• [Items from a data source]:
---

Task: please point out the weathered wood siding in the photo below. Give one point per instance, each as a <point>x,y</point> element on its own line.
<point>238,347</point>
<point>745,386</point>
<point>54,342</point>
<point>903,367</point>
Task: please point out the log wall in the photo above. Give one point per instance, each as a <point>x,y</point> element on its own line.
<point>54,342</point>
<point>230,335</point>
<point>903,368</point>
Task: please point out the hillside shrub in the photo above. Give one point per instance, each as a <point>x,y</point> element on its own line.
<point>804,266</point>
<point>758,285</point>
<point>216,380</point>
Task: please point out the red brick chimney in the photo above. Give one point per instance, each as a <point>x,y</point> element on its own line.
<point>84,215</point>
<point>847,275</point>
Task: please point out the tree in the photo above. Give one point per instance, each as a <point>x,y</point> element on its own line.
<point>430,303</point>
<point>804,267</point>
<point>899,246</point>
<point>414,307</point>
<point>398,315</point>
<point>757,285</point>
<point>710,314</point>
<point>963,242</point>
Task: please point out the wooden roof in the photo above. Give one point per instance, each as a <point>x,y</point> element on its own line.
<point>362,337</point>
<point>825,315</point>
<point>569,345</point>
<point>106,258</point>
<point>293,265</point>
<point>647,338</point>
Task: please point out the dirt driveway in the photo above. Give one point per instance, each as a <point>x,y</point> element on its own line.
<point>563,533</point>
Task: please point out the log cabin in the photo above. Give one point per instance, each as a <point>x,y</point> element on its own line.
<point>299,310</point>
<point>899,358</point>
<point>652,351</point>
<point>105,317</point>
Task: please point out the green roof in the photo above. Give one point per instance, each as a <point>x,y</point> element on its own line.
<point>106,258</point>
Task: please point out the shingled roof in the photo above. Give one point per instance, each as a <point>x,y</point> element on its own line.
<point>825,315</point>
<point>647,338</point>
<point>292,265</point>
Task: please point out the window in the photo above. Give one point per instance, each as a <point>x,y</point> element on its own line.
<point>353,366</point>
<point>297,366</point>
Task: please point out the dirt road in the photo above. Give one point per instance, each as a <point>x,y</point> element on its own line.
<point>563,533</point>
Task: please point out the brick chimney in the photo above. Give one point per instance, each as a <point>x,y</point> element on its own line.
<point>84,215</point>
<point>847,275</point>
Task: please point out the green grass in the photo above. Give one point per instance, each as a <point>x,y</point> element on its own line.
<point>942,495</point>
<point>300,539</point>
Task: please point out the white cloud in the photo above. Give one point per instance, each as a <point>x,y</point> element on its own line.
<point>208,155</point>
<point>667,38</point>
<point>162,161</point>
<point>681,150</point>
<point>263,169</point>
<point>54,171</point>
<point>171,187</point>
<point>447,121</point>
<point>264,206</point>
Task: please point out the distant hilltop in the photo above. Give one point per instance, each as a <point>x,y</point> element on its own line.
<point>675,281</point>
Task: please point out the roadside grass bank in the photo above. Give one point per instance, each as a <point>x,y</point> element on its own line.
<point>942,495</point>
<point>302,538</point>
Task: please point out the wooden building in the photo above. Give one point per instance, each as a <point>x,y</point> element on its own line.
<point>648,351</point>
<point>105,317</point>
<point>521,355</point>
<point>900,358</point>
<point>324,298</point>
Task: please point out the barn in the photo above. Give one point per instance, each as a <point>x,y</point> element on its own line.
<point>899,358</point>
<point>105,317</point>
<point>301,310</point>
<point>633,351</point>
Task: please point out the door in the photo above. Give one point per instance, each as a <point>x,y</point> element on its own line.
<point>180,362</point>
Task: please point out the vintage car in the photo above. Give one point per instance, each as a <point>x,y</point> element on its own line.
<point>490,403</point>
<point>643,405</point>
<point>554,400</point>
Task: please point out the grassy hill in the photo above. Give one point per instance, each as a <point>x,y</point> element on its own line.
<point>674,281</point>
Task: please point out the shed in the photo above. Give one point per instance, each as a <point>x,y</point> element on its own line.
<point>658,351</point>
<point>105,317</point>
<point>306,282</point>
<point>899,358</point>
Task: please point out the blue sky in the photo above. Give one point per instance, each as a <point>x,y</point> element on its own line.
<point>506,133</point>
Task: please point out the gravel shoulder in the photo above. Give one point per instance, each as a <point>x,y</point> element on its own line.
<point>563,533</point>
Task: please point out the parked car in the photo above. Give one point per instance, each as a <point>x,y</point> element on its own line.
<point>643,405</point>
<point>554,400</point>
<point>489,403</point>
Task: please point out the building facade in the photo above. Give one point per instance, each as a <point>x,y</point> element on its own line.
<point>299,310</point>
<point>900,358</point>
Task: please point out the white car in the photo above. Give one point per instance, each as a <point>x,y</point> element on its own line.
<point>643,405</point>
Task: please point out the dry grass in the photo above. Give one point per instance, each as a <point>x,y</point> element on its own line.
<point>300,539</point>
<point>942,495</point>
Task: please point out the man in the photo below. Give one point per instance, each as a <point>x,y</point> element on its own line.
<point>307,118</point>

---

Copy each line of the entries exactly.

• [COMPLETED TASK]:
Task: please point out the weathered wood siding in the photo below. Give one point per instance, each as a <point>x,y</point> element on its own line.
<point>238,347</point>
<point>745,386</point>
<point>54,342</point>
<point>903,367</point>
Task: please point out the log wall in the photo above. Give one point per instance, each as a <point>x,y</point> element on its own line.
<point>54,342</point>
<point>230,335</point>
<point>903,368</point>
Task: please point out the hillside shrub in the photo above. Give one point per instance, each as a <point>x,y</point> element on its own line.
<point>804,266</point>
<point>758,285</point>
<point>216,380</point>
Task: please point out the red brick chimney in the photo above. Give one point per instance, each as a <point>x,y</point> element on its own line.
<point>84,215</point>
<point>847,275</point>
Task: please point out the tree in the photo above. Give one point per instance, each as a <point>x,y</point> element on its own line.
<point>430,303</point>
<point>804,267</point>
<point>899,246</point>
<point>414,307</point>
<point>398,315</point>
<point>757,285</point>
<point>710,314</point>
<point>963,242</point>
Task: please point out the wooden roof in the photo above. Give one point per instance, each as a <point>x,y</point> element on its own line.
<point>362,337</point>
<point>825,315</point>
<point>569,345</point>
<point>106,258</point>
<point>293,265</point>
<point>647,338</point>
Task: please point out the dirt driveway in the photo above. Give one point per instance, each as a <point>x,y</point> element on its own line.
<point>563,533</point>
Task: please point out the log cabin in the photo above. Give one point per instance, each as a <point>x,y</point> element on its own line.
<point>299,310</point>
<point>899,358</point>
<point>652,351</point>
<point>105,317</point>
Task: please point out the green roof in the photo above. Give one point per instance, each as a <point>x,y</point> element on its own line.
<point>106,258</point>
Task: please point out the shingled roof in the photo above. Give one point per instance, each as a <point>x,y</point> element on its own line.
<point>825,315</point>
<point>647,338</point>
<point>292,265</point>
Task: please point out the window in the photo above. Give one point per instance, each as a <point>x,y</point> element on its own line.
<point>353,366</point>
<point>297,366</point>
Task: please point out the dirt road in the photo above. Give one point per instance, each as a <point>x,y</point> element on its own line.
<point>563,533</point>
Task: please point out the brick chimney in the photo above. Give one point per instance, each as a <point>x,y</point> element on its own line.
<point>84,215</point>
<point>847,275</point>
Task: please point out the green grass in the photo above. Give one point per instance, each as a <point>x,y</point> element on its own line.
<point>942,495</point>
<point>300,539</point>
Task: please point out the white cloud in the photo above. Give one point per instance, each as a <point>x,y</point> element on its own line.
<point>208,155</point>
<point>667,38</point>
<point>162,161</point>
<point>681,150</point>
<point>263,169</point>
<point>54,171</point>
<point>171,187</point>
<point>447,121</point>
<point>264,206</point>
Task: please point out the distant hilltop in the photo above. Give one point per instance, each as a <point>x,y</point> element on its own line.
<point>675,281</point>
Task: please point out the roadside grass bank in the photo above. Give one point per instance, each as a <point>x,y</point> element on its own line.
<point>942,495</point>
<point>302,538</point>
Task: please point out the wooden building in the photo above. Give one point per instance, each as a <point>x,y</point> element on its own line.
<point>648,351</point>
<point>105,317</point>
<point>521,355</point>
<point>900,358</point>
<point>324,298</point>
Task: please point out the barn in the photo above. Give one point per instance, each as a <point>x,y</point> element on its own line.
<point>899,358</point>
<point>105,317</point>
<point>301,310</point>
<point>633,351</point>
Task: please point out the door in the photo above. Give one point per instance, each as a <point>x,y</point> element on its own line.
<point>180,362</point>
Task: please point out the vintage car in the photo above. Give one point per instance, each as a <point>x,y</point> element on its own line.
<point>490,403</point>
<point>643,405</point>
<point>554,400</point>
Task: please point out the grassy hill in the photo above. Give one point per instance, each as a <point>x,y</point> element on its own line.
<point>674,281</point>
Task: please point out the shed in the photo above. Give one point per instance, each as a <point>x,y</point> element on its own line.
<point>658,351</point>
<point>105,317</point>
<point>306,282</point>
<point>899,358</point>
Task: please point out the blue sky in the photo above. Give one point per instance, each as a <point>x,y</point> element on its own line.
<point>506,133</point>
Task: please point out the gravel shoulder in the photo above. Give one point per instance, each as a <point>x,y</point> element on its own line.
<point>563,533</point>
Task: please point out the parked car in the photo above. Give one point per instance, each as a <point>x,y</point> element on its own line.
<point>643,405</point>
<point>554,400</point>
<point>489,403</point>
Task: please point out the building facade in the photo above. Give one point per instance, each as a <point>x,y</point> element on its own line.
<point>299,310</point>
<point>900,358</point>
Task: please point out the white car in the photo above. Give one point per instance, each as a <point>x,y</point> element on its own line.
<point>643,405</point>
Task: please point out the dry grass in the photo above. Give one point per instance, each as a <point>x,y</point> element on its own line.
<point>300,539</point>
<point>942,495</point>
Task: please point out the man in the photo below. Give one point per instance, each as a <point>x,y</point> element on its own line.
<point>307,118</point>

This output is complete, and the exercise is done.